Which lines of the records below contain the string "helmet"? Gather every such line and copy each one in full, treating uppercase and lowercase as different.

▶ **AVAILABLE RECORDS**:
····················
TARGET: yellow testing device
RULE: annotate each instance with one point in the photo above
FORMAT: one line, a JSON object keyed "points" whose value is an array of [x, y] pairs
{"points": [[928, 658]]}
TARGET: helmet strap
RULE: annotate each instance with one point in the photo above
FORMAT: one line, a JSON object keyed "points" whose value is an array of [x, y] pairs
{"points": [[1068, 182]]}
····················
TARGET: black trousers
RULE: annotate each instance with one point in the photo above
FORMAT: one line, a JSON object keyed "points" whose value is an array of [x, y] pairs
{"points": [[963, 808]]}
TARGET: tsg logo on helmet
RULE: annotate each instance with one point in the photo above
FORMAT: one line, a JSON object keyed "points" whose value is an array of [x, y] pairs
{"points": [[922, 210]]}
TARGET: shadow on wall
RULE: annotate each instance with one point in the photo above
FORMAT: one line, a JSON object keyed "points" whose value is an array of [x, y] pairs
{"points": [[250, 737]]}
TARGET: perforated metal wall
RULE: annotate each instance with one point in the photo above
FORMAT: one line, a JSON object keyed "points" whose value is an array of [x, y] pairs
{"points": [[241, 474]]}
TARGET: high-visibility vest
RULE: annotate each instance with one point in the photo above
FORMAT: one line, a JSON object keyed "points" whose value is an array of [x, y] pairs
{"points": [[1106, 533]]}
····················
▶ **EXERCISE RESPONSE**:
TARGET: helmet strap
TARGET: tsg logo on helmet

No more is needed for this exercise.